### Data records
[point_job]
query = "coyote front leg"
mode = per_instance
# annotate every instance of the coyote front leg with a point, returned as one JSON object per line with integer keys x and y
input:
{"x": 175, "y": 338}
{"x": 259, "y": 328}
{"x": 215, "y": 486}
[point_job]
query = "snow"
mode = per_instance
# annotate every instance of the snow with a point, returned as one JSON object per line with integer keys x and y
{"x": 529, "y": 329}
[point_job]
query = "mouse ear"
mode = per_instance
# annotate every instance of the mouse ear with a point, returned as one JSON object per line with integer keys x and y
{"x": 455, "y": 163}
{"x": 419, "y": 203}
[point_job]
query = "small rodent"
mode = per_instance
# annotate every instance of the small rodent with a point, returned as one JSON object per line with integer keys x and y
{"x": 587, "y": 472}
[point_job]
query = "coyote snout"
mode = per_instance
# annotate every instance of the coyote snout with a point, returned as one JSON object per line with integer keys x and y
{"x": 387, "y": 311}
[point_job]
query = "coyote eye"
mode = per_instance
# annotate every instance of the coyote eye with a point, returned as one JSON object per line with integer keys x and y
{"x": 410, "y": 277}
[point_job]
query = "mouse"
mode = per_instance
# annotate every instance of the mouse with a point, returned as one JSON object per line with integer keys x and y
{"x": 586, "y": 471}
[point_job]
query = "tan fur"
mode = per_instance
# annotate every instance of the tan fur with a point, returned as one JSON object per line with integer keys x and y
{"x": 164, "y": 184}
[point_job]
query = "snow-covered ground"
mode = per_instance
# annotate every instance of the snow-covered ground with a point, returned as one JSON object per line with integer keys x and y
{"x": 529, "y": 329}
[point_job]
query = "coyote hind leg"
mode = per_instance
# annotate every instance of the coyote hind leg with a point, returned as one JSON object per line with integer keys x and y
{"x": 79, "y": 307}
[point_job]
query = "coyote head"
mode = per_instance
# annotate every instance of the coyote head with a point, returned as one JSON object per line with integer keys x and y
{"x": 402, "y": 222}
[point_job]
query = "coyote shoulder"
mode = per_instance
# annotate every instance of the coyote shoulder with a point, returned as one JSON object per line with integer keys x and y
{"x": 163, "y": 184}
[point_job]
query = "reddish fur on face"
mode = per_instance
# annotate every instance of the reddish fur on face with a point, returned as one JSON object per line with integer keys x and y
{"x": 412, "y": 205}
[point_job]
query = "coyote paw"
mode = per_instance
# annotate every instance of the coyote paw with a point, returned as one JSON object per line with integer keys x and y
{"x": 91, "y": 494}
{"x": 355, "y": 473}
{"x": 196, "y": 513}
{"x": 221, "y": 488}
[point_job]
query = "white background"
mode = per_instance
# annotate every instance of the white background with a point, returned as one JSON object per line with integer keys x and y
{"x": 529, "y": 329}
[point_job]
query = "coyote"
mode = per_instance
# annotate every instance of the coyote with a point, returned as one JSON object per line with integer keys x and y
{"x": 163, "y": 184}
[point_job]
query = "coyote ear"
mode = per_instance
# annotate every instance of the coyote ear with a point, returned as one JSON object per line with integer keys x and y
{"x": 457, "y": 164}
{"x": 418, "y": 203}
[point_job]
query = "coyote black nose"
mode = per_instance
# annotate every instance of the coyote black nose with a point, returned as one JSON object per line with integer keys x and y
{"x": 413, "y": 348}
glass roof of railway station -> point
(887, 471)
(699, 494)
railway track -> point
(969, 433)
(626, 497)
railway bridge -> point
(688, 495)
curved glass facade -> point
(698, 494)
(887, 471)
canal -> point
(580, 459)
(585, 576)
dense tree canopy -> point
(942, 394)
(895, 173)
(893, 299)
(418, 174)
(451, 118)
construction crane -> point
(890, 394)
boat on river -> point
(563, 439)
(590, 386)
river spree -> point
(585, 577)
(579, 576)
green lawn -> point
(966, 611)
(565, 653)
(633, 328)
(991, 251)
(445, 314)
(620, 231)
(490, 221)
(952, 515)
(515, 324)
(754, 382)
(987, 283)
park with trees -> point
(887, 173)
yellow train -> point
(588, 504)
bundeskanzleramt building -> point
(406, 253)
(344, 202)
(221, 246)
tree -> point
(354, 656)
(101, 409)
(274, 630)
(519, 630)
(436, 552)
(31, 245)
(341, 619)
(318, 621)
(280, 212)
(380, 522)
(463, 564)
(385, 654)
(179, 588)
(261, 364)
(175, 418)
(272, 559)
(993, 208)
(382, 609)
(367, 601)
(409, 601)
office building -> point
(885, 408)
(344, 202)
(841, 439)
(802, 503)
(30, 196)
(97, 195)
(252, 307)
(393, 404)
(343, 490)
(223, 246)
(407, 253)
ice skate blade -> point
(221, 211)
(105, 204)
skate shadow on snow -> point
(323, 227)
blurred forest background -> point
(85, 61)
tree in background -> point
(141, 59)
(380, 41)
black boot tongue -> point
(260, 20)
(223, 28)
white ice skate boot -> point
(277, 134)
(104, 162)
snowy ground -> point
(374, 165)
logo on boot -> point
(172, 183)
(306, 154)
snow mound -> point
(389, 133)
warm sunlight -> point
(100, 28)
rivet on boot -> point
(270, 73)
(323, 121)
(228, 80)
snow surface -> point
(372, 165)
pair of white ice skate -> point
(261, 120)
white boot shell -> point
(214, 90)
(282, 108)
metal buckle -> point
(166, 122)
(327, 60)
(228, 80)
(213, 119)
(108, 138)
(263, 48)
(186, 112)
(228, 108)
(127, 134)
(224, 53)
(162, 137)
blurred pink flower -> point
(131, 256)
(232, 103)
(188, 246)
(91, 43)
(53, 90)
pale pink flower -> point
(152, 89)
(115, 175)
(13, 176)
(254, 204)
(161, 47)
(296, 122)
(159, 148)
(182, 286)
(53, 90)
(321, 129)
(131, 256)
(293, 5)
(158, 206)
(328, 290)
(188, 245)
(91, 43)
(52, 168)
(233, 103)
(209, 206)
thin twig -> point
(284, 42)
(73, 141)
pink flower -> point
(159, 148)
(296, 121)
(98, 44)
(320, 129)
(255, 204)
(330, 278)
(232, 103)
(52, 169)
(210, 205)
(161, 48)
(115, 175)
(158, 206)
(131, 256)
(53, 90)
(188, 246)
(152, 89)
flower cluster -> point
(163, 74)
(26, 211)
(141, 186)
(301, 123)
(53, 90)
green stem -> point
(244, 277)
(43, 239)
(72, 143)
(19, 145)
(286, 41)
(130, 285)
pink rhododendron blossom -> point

### Try it
What's wanted is a faithful copy of each entry above.

### Task result
[point_job]
query = "coyote front leg"
mode = per_instance
# annotate every instance of the coyote front leg with a point, returned as one JSON object per line with integer keys x and y
input:
{"x": 175, "y": 338}
{"x": 259, "y": 328}
{"x": 215, "y": 486}
[point_job]
query = "snow"
mode = per_instance
# annotate every instance of the snow with a point, returned as one JSON object per line with integer keys x and y
{"x": 529, "y": 329}
[point_job]
query = "mouse ear"
mode = per_instance
# annotate every instance of the mouse ear with a point, returned as one JSON object per line with integer keys x and y
{"x": 455, "y": 163}
{"x": 419, "y": 203}
[point_job]
query = "small rodent"
mode = per_instance
# annotate every instance of the small rodent with a point, returned as one JSON object per line with integer keys x and y
{"x": 587, "y": 472}
[point_job]
query = "coyote snout"
mode = per_instance
# annotate every instance of the coyote snout with a point, returned as one JSON object per line with integer keys x and y
{"x": 387, "y": 311}
[point_job]
query = "coyote eye"
mode = per_instance
# annotate every instance of the coyote eye with a point, returned as one JSON object per line with integer keys x and y
{"x": 410, "y": 277}
[point_job]
query = "mouse"
mode = per_instance
# annotate every instance of the mouse with a point, returned as one JSON object per line with integer keys x and y
{"x": 586, "y": 471}
[point_job]
query = "tan fur"
mode = per_instance
# annotate every instance of the tan fur with a point, returned as one JSON object per line with integer keys x and y
{"x": 164, "y": 184}
[point_job]
query = "snow-covered ground"
mode = per_instance
# annotate every instance of the snow-covered ground with a point, returned as one JSON object per line with integer keys x and y
{"x": 529, "y": 329}
[point_job]
query = "coyote hind leg"
mode = per_instance
# annotate every instance of the coyote hind leg with a point, returned as one JSON object per line with integer keys x and y
{"x": 79, "y": 307}
[point_job]
query = "coyote head"
mode = per_instance
# annotate every instance of the coyote head with a point, returned as one JSON object per line with integer keys x and y
{"x": 402, "y": 222}
[point_job]
query = "coyote shoulder"
mode = per_instance
# annotate every instance of the coyote shoulder with a point, returned as one JSON object per line with integer keys x and y
{"x": 163, "y": 184}
[point_job]
query = "reddish fur on face"
mode = per_instance
# annotate every instance of the reddish fur on face with a point, returned as one JSON object per line with integer keys x and y
{"x": 412, "y": 205}
[point_job]
query = "coyote paw"
mode = per_instance
# annotate every instance of the coyote paw with a point, returned as one JSON object per line with integer keys x and y
{"x": 91, "y": 494}
{"x": 355, "y": 473}
{"x": 196, "y": 513}
{"x": 221, "y": 488}
[point_job]
query = "white background"
mode = per_instance
# annotate every instance of the white background with a point, returned as one JSON object per line with integer keys x and y
{"x": 529, "y": 329}
[point_job]
query = "coyote"
mode = per_instance
# annotate every instance of the coyote with a point, returned as one JSON object per line with integer keys x and y
{"x": 163, "y": 184}
[point_job]
query = "coyote ear"
mode = per_instance
# annotate every instance of the coyote ear with a point, returned as one JSON object per line with integer keys x and y
{"x": 457, "y": 164}
{"x": 418, "y": 203}
[point_job]
query = "coyote black nose"
mode = per_instance
# annotate every instance of the coyote black nose with a point, returned as one JSON object per line with integer keys x and y
{"x": 413, "y": 348}
glass roof of railway station -> point
(887, 471)
(699, 494)
railway track -> point
(969, 433)
(626, 497)
railway bridge -> point
(688, 495)
curved glass facade -> point
(698, 494)
(887, 471)
canal -> point
(580, 459)
(585, 576)
dense tree canopy -> point
(942, 394)
(895, 173)
(893, 299)
(418, 174)
(451, 118)
construction crane -> point
(890, 394)
boat on river -> point
(563, 439)
(590, 386)
river spree -> point
(585, 577)
(579, 576)
green lawn -> point
(966, 611)
(565, 653)
(633, 328)
(991, 251)
(445, 314)
(620, 231)
(490, 221)
(952, 515)
(515, 324)
(754, 382)
(987, 283)
park with trees -> point
(887, 173)
yellow train -> point
(588, 504)
bundeskanzleramt building -> point
(406, 253)
(344, 202)
(221, 246)
tree -> point
(354, 656)
(101, 409)
(274, 630)
(519, 630)
(436, 552)
(31, 245)
(341, 619)
(318, 621)
(280, 212)
(380, 522)
(463, 564)
(385, 654)
(179, 588)
(261, 364)
(175, 418)
(272, 559)
(993, 208)
(382, 609)
(367, 601)
(409, 601)
office building -> point
(885, 408)
(344, 202)
(841, 439)
(802, 503)
(30, 196)
(97, 195)
(252, 307)
(393, 404)
(343, 490)
(223, 246)
(407, 253)
ice skate blade -> point
(221, 211)
(105, 204)
skate shadow on snow -> point
(323, 227)
blurred forest background -> point
(85, 61)
tree in background -> point
(141, 59)
(380, 41)
black boot tongue -> point
(260, 20)
(223, 28)
white ice skate boot -> point
(277, 134)
(104, 162)
snowy ground -> point
(374, 165)
logo on boot -> point
(172, 183)
(306, 154)
snow mound -> point
(389, 133)
warm sunlight -> point
(100, 28)
rivet on boot -> point
(270, 73)
(323, 121)
(228, 80)
snow surface -> point
(372, 165)
pair of white ice skate -> point
(261, 120)
white boot shell -> point
(214, 90)
(282, 108)
metal buckle -> point
(166, 122)
(327, 60)
(228, 80)
(213, 119)
(108, 138)
(263, 48)
(186, 112)
(228, 108)
(127, 134)
(224, 53)
(162, 137)
blurred pink flower -> point
(131, 256)
(232, 103)
(188, 246)
(91, 43)
(53, 90)
pale pink flower -> point
(152, 89)
(115, 175)
(13, 176)
(254, 204)
(161, 47)
(296, 122)
(159, 148)
(182, 286)
(53, 90)
(321, 129)
(131, 256)
(293, 5)
(158, 206)
(328, 290)
(188, 245)
(91, 43)
(52, 168)
(233, 103)
(209, 206)
thin twig -> point
(284, 42)
(73, 141)
pink flower -> point
(159, 148)
(296, 121)
(98, 44)
(320, 129)
(255, 204)
(330, 278)
(232, 103)
(52, 169)
(210, 205)
(161, 48)
(115, 175)
(158, 206)
(131, 256)
(53, 90)
(188, 246)
(152, 89)
flower cluster -> point
(163, 74)
(26, 211)
(141, 186)
(301, 123)
(53, 90)
green stem -> point
(244, 277)
(43, 239)
(72, 143)
(19, 145)
(286, 41)
(130, 285)
pink rhododendron blossom -> point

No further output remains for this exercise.